● About this exercise:
Please find all lines containing "building" in the listing below and copy them.

....

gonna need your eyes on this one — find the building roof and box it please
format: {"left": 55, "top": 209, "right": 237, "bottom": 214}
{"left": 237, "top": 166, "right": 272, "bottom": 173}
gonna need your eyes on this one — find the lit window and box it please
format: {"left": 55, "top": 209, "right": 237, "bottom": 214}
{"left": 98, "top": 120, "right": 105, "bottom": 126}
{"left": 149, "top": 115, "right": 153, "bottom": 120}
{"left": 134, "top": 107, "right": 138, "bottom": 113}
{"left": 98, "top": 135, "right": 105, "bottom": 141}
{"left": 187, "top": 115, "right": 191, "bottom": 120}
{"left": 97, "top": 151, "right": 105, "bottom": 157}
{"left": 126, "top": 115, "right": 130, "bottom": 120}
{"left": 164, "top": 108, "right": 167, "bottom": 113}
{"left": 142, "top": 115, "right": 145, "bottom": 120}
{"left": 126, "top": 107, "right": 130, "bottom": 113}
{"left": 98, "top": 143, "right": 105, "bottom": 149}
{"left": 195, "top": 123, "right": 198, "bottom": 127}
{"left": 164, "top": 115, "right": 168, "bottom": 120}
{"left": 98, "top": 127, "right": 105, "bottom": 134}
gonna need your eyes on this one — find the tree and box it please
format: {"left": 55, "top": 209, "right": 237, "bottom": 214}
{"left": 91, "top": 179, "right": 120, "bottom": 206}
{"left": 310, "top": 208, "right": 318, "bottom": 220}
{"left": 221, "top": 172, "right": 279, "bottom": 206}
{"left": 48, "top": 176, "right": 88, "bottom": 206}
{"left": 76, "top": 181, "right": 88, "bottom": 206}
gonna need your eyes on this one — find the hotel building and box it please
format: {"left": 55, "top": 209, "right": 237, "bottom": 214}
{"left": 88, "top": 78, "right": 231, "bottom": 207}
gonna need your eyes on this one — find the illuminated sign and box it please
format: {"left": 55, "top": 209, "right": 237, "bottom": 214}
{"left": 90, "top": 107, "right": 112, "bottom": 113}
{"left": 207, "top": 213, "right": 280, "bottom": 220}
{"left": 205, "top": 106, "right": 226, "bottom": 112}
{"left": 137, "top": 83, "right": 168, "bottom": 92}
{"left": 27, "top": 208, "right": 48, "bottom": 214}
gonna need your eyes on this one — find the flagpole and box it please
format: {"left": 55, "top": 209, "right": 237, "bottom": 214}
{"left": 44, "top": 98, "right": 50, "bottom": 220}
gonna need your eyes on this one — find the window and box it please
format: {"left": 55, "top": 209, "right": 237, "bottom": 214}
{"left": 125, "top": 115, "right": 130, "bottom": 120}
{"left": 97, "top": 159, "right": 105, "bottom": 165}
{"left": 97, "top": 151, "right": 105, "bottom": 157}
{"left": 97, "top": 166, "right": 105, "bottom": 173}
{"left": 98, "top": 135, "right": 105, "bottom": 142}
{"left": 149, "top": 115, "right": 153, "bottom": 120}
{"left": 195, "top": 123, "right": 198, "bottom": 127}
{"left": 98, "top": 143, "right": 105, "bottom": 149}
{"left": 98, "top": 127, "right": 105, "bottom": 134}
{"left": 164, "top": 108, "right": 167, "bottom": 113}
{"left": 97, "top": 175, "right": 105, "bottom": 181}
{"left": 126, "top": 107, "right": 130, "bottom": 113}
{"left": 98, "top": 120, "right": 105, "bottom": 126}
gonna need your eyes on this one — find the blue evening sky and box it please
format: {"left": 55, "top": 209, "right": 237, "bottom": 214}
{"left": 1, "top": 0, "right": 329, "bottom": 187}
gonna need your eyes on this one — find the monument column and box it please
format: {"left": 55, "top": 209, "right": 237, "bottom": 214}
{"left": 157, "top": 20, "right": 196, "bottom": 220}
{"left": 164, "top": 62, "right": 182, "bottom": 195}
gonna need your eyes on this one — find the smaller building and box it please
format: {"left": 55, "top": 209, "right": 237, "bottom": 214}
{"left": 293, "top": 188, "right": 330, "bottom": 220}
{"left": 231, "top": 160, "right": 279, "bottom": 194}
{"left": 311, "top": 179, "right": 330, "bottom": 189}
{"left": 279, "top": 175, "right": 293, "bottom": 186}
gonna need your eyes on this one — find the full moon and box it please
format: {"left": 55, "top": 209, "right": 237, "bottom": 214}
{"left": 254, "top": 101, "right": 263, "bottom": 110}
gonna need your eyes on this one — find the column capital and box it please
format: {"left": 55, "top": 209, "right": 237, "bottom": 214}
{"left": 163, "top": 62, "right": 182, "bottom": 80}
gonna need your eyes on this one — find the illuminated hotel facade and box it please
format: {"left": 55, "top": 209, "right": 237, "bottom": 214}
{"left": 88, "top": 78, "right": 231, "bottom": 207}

....

● Result below:
gonna need your eyes on this one — find the building roof and box it please
gonna need your eyes on this one — find the hotel building and box it please
gonna need your eyes on this one — find the smaller building and box it please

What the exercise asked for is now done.